THE TASK
Below is a block of data; give all of it again word for word.

EXERCISE DATA

**********

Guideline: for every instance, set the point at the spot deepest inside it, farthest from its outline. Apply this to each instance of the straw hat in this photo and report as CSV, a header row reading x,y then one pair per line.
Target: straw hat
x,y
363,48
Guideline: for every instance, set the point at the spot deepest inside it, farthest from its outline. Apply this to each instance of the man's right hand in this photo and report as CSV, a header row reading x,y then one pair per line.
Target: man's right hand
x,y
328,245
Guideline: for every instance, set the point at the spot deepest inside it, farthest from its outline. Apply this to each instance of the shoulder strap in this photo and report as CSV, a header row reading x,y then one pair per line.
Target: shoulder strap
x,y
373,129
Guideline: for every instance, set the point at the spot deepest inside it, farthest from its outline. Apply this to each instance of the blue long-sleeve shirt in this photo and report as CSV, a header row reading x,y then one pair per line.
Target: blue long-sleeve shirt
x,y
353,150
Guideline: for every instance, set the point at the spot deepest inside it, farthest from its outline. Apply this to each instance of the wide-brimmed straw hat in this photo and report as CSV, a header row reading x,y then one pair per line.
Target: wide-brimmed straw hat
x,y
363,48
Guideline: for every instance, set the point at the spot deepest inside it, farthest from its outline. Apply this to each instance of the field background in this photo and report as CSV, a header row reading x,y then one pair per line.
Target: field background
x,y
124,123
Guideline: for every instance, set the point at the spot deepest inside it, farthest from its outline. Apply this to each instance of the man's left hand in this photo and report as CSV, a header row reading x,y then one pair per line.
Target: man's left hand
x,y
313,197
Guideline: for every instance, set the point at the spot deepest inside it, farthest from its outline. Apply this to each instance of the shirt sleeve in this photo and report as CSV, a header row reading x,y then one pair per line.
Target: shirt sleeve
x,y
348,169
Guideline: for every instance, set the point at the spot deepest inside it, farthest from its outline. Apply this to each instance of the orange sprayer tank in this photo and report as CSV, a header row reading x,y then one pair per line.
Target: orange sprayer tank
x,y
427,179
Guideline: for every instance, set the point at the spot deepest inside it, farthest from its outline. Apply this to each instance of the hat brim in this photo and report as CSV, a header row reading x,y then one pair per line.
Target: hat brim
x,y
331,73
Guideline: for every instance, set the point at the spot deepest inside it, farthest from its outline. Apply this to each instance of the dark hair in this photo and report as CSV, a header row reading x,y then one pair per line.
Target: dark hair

**********

WRITTEN RESPONSE
Guideline: for every instance, set the point at the spot deepest inside it, farthest from its outline. Apply this to each instance of the straw hat in this photo and report as CSV, a header row reading x,y then one pair per line.
Target: straw hat
x,y
363,48
Guideline: for every instance, set the point at the spot deepest inside it, farthest from its outline. Apply this to each instance of the man's right hand in this photo and report as CSV, a header row reading x,y then one pair per line.
Target: man's right hand
x,y
328,245
Guideline: for every instance, set the point at the spot deepest inside it, farthest from its outline. Apply this to each instance of the shoulder strap in this photo and report as CSV, a header row reading x,y then one pair per line.
Target: shoulder strap
x,y
373,129
Guideline: for every instance, set the point at the spot deepest inside it, farthest from its outline. Apply this to each instance of the blue long-sleeve shirt in this photo and report as CSV, a header row reading x,y then one pair per line.
Target: blue long-sleeve shirt
x,y
353,150
Guideline: for every instance, set the point at the spot deepest inside it, farthest from its outline. Apply this to each instance of the wide-brimmed straw hat in this photo and report as CSV, a header row reading x,y then one pair per line.
Target: wide-brimmed straw hat
x,y
363,48
Guideline: for every instance, set the point at the spot deepest inside it, farthest from its outline. Apply this to each instance of the field background in this photo and report as CSV, a header row reading x,y then one pair per line.
Target: field background
x,y
124,123
Guideline: for every instance, set the point at the spot deepest inside it, farthest from its outline. Apply this to each instance of the man's left hand in this photo and report as CSV, a header row reading x,y then one pair per line.
Target: man's left hand
x,y
313,197
Guideline: for every instance, set the point at the spot deepest inside it, farthest from its outline. Apply this to each instance of the shirt sleeve in this photo and report as CSV, a header row reading x,y then one pair per line.
Target: shirt sleeve
x,y
348,169
Guideline: for every instance, set the point at the spot deepest inside it, farthest from its outline. Apply this to each instance of the orange sprayer tank in this photo and report as CSV, a header row reading x,y then one pair per line.
Target: orange sprayer tank
x,y
427,179
Guideline: for every instance, set the point at the spot deepest inside it, farthest from its outline. Apply this to each instance of the hat brim in this photo and report as CSV, a header row reading x,y then one pair per line.
Target: hat brim
x,y
331,73
Guideline: for every instance, set the point at the spot deepest inside it, farthest from its outline. Apply this to each instance of the dark hair in this photo and report as CSV, a header row reading x,y then one pair per line.
Target: dark hair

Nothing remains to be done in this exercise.